# [WORKING DATA]
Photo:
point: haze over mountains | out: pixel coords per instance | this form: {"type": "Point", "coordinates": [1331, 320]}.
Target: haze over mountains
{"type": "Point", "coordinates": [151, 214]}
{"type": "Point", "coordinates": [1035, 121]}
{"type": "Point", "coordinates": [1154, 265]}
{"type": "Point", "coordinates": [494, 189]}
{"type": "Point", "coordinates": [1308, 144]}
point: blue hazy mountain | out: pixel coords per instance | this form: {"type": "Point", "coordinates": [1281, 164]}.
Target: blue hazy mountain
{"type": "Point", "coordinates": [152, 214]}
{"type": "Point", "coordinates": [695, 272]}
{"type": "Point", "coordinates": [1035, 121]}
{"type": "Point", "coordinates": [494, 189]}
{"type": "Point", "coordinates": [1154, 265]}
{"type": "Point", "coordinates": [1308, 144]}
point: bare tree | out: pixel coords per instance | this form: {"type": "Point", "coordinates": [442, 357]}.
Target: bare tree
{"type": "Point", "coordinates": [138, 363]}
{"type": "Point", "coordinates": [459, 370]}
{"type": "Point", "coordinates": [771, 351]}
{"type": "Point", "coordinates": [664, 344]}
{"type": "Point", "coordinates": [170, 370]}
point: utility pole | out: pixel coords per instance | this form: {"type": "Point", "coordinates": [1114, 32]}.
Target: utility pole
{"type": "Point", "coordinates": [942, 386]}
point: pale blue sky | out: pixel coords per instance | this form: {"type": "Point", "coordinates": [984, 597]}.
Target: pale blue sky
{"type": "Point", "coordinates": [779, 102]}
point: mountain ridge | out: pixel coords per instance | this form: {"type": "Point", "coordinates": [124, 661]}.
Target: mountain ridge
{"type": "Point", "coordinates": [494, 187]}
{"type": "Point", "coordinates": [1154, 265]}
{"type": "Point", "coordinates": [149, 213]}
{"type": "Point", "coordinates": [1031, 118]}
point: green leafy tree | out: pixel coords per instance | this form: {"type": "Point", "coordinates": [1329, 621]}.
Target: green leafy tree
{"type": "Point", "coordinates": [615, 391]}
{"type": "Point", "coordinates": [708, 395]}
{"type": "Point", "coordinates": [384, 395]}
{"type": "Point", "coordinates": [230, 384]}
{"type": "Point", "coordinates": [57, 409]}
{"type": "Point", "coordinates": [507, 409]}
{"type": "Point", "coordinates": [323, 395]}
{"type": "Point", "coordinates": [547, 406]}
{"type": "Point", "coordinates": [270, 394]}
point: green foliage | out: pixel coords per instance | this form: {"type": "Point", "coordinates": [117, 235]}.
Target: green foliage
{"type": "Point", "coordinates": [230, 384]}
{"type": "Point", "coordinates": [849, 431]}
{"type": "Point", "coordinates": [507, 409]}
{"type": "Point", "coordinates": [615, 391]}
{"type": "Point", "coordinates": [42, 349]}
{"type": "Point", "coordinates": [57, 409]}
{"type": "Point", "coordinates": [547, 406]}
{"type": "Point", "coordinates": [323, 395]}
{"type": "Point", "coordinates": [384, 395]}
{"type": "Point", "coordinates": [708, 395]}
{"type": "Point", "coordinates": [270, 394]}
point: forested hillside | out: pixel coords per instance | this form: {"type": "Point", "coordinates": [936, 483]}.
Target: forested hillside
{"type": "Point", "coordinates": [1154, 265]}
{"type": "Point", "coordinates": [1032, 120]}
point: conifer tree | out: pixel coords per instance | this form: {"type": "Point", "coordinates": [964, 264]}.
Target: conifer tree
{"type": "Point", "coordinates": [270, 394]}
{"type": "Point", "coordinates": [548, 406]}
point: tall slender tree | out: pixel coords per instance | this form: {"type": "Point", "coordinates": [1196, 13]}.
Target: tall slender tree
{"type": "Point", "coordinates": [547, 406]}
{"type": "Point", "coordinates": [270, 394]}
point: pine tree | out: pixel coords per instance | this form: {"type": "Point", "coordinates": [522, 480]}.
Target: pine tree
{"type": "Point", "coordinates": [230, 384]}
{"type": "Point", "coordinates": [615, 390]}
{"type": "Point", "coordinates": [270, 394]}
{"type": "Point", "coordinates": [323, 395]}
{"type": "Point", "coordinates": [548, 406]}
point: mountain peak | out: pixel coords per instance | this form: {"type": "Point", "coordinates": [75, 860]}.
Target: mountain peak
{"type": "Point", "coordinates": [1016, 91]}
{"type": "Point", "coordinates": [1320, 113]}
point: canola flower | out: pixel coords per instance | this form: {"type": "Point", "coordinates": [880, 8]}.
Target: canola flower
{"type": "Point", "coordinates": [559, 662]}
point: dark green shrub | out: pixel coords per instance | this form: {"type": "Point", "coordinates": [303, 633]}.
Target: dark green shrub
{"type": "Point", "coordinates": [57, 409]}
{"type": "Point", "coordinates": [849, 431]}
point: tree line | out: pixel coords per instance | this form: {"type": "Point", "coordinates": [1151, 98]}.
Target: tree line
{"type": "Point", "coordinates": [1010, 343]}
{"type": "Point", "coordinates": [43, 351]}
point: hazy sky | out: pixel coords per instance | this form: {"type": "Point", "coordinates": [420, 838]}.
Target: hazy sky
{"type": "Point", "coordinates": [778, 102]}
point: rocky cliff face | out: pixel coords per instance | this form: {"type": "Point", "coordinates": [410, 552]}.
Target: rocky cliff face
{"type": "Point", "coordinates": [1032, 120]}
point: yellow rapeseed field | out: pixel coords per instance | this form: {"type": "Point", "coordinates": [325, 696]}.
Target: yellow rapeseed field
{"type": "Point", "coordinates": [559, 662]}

# [INSTRUCTIONS FOR THE TASK]
Reproduce every line of the rows from the line holding "point: rocky cliff" through the end of the rows, inclusive, and shift each coordinate in the answer points up by 72. Leave the request lines, including their sample coordinates, unchanged.

# [SOLUTION TO THE PROBLEM]
point: rocky cliff face | out: pixel coords per instance | this form: {"type": "Point", "coordinates": [410, 552]}.
Target: rocky cliff face
{"type": "Point", "coordinates": [1104, 192]}
point: yellow rapeseed field | out: pixel coords per instance | this form: {"type": "Point", "coordinates": [325, 696]}.
Target: yellow rapeseed field
{"type": "Point", "coordinates": [631, 734]}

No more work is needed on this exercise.